List of tasks:
**1.** According to the article on Bakersfield's home market, by what percentage has the inventory of previously owned homes listed for sale in Bakersfield fallen during the last year?
**2.** Output, word for word, the part of the article on Bakersfield's home market that opens with the words containing "At the same" and closes with "out of California.".

Source passage:

Bakersfield’s red-hot home market hit a new high in March, topping its previous record from January and setting a blazing annualized appreciation rate of almost 12 percent per year, roughly double that of recent years past.
The city’s median existing-home sales price as reported Thursday by local appraiser Gary Crabtree was up 5.4 percent from February at $310,800 — still far below the state median of $758,990, which the California Association of Realtors said was up 8.6 percent month over month.
Crabtree noted the inventory of previously owned homes listed for sale in Bakersfield has fallen 60 percent during the last year to hit 297. He pointed out that the median marketing times for such properties has dropped to just eight days, which was less than half the time he reported for March 2020.
He called the faster marketing times a sign of a "severe shortage of supply" in Bakersfield's home market.
At the same time, the number of sales of existing homes in Bakersfield — a primary indicator of demand — has skyrocketed. March's sales total of 616 was up close to 30 percent in a single month.
Local home-sales professionals say low interest rates, combined with relatively high affordability as compared with other areas around the state, are the primary forces driving up Bakersfield's home prices. They say another contributing factor is the trend of people moving out of California.

Stored records:
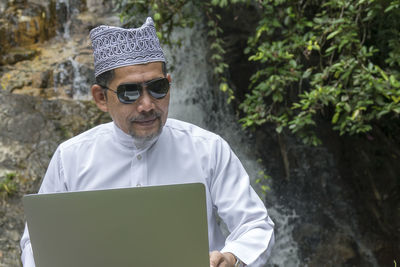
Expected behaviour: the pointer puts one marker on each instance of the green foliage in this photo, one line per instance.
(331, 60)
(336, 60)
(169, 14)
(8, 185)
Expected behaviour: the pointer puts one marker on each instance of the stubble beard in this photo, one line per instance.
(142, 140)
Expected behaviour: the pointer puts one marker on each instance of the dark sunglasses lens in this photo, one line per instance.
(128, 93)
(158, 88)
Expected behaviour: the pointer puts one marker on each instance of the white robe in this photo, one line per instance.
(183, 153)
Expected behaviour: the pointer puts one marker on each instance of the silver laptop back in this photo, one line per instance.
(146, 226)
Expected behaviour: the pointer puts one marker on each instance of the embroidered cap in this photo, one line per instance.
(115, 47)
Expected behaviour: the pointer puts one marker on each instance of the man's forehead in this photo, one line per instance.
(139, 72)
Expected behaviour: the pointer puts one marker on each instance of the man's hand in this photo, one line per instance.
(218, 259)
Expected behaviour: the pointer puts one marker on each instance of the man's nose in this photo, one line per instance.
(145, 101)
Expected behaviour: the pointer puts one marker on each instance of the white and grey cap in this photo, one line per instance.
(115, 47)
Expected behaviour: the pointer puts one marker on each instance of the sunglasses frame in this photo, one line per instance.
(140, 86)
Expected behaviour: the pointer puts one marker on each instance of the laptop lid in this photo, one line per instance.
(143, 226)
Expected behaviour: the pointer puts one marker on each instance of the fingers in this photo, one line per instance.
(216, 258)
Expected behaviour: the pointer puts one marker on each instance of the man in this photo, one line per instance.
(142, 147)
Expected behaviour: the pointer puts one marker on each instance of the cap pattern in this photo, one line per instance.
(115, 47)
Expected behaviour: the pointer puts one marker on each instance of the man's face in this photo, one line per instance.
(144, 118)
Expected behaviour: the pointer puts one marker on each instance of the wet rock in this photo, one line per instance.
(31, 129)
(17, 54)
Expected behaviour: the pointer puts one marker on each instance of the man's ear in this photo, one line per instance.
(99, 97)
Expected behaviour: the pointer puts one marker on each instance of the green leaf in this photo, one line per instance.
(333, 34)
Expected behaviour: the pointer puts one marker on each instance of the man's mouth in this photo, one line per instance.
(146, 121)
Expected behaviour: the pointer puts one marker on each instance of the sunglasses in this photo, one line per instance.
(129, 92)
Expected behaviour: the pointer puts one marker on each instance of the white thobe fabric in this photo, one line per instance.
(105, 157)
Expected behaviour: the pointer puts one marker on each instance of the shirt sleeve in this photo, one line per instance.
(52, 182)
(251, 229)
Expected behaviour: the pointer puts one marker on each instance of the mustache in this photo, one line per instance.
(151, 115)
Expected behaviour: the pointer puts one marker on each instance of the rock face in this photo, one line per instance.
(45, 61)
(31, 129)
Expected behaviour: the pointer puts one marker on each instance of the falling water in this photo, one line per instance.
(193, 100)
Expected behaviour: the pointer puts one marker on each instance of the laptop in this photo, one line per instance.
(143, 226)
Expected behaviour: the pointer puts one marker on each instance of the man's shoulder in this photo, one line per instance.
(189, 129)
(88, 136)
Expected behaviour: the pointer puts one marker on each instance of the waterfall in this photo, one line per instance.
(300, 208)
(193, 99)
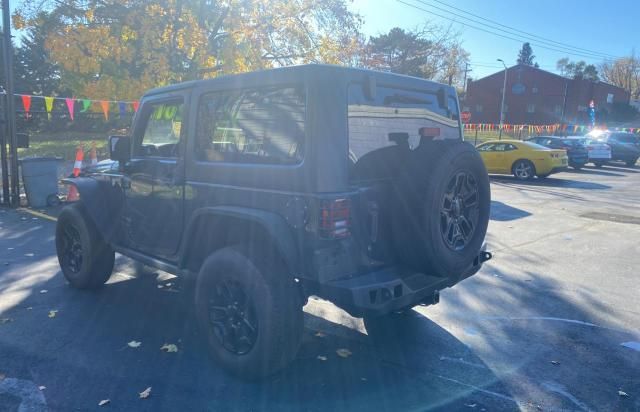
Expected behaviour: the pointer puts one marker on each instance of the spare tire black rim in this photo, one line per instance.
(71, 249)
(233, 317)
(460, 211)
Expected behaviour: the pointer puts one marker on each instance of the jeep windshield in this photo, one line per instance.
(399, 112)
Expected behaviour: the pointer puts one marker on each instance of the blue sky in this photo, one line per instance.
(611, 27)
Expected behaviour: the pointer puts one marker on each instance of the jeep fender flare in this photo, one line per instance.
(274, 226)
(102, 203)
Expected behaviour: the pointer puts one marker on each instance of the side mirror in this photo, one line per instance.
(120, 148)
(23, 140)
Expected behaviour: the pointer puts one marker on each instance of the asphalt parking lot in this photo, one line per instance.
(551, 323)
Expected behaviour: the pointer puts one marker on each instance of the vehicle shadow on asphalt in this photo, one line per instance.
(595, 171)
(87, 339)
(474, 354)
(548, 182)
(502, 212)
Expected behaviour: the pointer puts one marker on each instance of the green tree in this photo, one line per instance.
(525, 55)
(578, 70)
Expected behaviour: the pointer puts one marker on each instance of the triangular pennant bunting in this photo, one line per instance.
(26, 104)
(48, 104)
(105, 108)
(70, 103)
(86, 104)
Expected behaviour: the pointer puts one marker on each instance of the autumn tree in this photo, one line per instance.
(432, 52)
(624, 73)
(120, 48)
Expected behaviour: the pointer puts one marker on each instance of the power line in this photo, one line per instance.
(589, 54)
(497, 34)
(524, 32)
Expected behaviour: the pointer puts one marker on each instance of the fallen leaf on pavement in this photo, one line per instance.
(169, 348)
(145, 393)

--

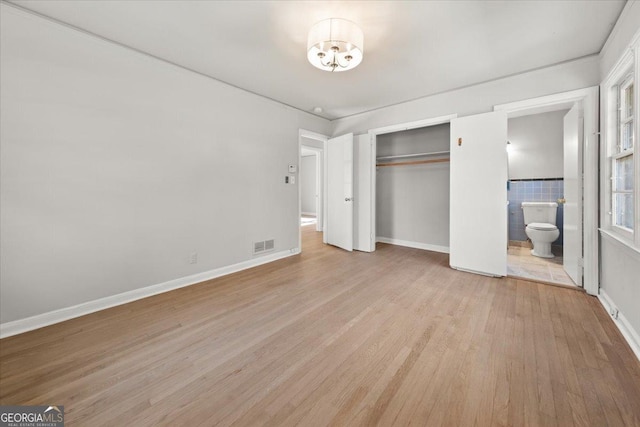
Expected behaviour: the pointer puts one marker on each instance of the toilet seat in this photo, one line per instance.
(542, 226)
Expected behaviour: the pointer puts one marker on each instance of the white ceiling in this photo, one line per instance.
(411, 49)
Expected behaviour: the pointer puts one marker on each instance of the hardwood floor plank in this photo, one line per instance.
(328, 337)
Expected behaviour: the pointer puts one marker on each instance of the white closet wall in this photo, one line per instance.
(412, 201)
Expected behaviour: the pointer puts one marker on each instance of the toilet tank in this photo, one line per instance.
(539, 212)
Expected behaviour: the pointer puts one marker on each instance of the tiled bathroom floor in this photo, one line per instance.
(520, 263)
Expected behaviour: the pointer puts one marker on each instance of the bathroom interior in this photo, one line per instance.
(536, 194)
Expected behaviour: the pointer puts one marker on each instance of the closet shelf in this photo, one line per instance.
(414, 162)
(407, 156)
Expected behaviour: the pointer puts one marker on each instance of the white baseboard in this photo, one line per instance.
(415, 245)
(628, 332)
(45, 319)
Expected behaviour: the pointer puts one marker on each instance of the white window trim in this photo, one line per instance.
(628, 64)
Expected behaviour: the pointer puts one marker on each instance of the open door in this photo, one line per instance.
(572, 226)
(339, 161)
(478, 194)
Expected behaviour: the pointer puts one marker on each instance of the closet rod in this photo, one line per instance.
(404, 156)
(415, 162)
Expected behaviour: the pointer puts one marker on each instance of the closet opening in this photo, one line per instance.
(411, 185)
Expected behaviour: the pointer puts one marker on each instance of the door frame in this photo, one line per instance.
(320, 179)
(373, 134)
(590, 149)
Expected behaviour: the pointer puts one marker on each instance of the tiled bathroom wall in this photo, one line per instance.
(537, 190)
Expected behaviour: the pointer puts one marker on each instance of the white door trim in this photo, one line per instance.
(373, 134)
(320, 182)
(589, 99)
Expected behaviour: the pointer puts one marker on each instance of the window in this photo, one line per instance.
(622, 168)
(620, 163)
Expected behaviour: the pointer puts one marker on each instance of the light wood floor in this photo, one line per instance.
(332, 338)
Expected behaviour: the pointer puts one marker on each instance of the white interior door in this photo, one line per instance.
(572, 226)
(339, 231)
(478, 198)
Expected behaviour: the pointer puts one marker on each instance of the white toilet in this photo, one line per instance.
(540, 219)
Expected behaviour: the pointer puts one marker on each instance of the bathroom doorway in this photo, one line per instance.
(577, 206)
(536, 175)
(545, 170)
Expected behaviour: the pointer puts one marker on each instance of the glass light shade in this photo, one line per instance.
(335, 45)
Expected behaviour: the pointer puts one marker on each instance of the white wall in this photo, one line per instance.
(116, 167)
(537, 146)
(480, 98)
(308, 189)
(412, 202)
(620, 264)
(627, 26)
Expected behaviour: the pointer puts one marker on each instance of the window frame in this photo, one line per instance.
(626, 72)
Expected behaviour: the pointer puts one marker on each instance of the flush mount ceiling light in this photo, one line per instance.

Solutions in order:
**1.** 60 percent

**2.**
At the same time, the number of sales of existing homes in Bakersfield — a primary indicator of demand — has skyrocketed. March's sales total of 616 was up close to 30 percent in a single month.
Local home-sales professionals say low interest rates, combined with relatively high affordability as compared with other areas around the state, are the primary forces driving up Bakersfield's home prices. They say another contributing factor is the trend of people moving out of California.